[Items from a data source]
::::::

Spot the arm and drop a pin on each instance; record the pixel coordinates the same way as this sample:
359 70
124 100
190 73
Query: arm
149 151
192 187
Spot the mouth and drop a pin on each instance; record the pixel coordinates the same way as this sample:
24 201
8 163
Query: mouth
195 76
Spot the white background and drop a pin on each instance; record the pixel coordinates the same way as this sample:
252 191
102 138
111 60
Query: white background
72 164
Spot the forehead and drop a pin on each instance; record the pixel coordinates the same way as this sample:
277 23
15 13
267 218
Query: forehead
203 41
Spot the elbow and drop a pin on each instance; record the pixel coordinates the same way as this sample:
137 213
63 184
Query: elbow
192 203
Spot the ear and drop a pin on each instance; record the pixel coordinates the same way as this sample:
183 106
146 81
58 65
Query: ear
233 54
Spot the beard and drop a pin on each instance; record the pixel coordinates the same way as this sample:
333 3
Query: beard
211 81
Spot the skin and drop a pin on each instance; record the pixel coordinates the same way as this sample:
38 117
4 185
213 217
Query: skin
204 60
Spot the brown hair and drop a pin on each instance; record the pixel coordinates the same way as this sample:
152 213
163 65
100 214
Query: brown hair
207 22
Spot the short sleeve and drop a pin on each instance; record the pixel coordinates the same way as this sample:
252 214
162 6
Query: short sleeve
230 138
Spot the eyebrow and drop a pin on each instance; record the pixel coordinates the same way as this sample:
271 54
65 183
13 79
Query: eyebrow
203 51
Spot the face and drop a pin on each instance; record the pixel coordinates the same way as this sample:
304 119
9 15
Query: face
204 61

::::::

■ PROBLEM STATEMENT ■
Rescale everything from the line containing "Spot the eyebrow" down to the end of the data, reproducing every line, requests included. Multiply each answer's point coordinates by 1.1 and round them to whole numbers, halves up, leaving the sample coordinates unchanged, and output only these lines.

■ ANSWER TO THIS TASK ■
Spot the eyebrow and drop a pin on each instance; record the pixel coordinates the same way as this sample:
271 54
65 183
13 79
Query: eyebrow
223 56
Spot the face and drop a pin on each instance; record the pixel coordinates the same way as this sample:
304 119
9 15
Query: face
224 67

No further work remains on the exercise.